[A block of data]

....

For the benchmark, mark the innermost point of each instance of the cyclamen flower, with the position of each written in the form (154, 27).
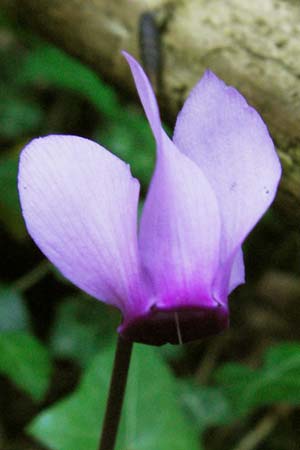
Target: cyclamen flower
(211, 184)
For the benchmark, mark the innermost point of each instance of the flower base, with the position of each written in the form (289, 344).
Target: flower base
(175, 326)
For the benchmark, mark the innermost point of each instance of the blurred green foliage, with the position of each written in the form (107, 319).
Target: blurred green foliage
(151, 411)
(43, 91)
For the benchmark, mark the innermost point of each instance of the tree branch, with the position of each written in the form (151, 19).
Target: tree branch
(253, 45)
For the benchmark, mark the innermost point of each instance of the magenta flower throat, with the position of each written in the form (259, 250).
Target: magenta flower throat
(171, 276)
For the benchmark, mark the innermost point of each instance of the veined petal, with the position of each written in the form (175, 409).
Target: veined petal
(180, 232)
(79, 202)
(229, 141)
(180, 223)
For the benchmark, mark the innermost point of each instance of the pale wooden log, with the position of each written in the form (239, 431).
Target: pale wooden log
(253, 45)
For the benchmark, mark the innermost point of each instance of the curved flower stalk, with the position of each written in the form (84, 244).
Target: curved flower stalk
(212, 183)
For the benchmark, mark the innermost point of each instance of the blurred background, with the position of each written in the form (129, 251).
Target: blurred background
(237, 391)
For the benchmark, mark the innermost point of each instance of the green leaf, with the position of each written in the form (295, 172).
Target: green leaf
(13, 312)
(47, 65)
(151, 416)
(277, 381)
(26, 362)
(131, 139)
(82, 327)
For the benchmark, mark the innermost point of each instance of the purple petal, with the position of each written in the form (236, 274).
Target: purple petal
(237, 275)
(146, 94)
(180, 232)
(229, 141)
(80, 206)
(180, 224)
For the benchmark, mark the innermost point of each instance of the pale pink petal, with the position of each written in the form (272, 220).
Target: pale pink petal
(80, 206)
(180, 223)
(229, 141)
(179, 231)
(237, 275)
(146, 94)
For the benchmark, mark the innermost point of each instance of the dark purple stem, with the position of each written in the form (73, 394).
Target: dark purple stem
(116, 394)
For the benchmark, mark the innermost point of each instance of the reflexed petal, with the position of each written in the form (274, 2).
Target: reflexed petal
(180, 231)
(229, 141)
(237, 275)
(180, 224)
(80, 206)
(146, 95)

....

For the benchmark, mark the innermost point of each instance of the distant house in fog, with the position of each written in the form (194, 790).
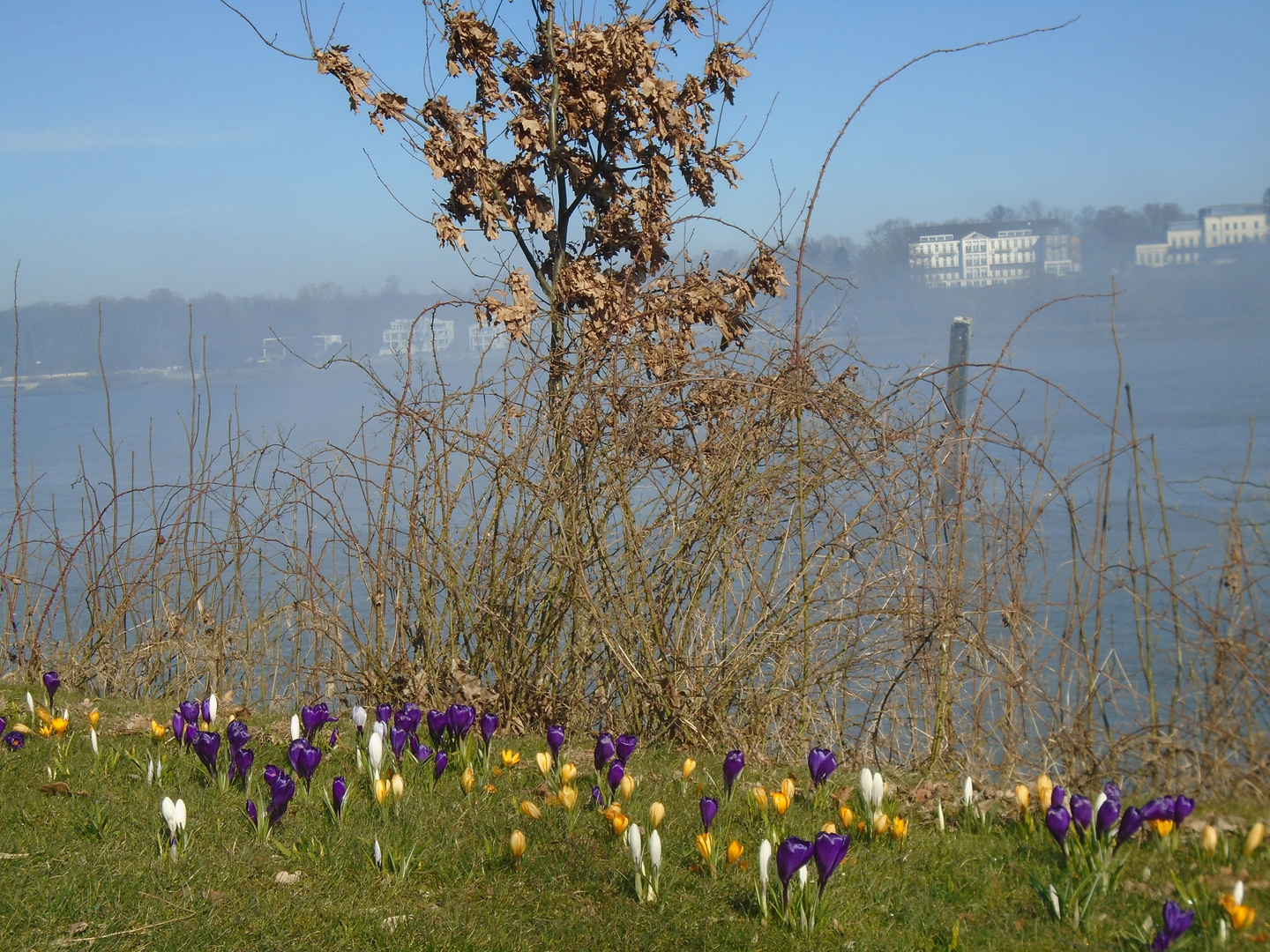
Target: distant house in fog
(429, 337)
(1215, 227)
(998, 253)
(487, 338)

....

Work required: Count the lines in the data above that contain the string "stem", and give only the number.

Exercise response: 2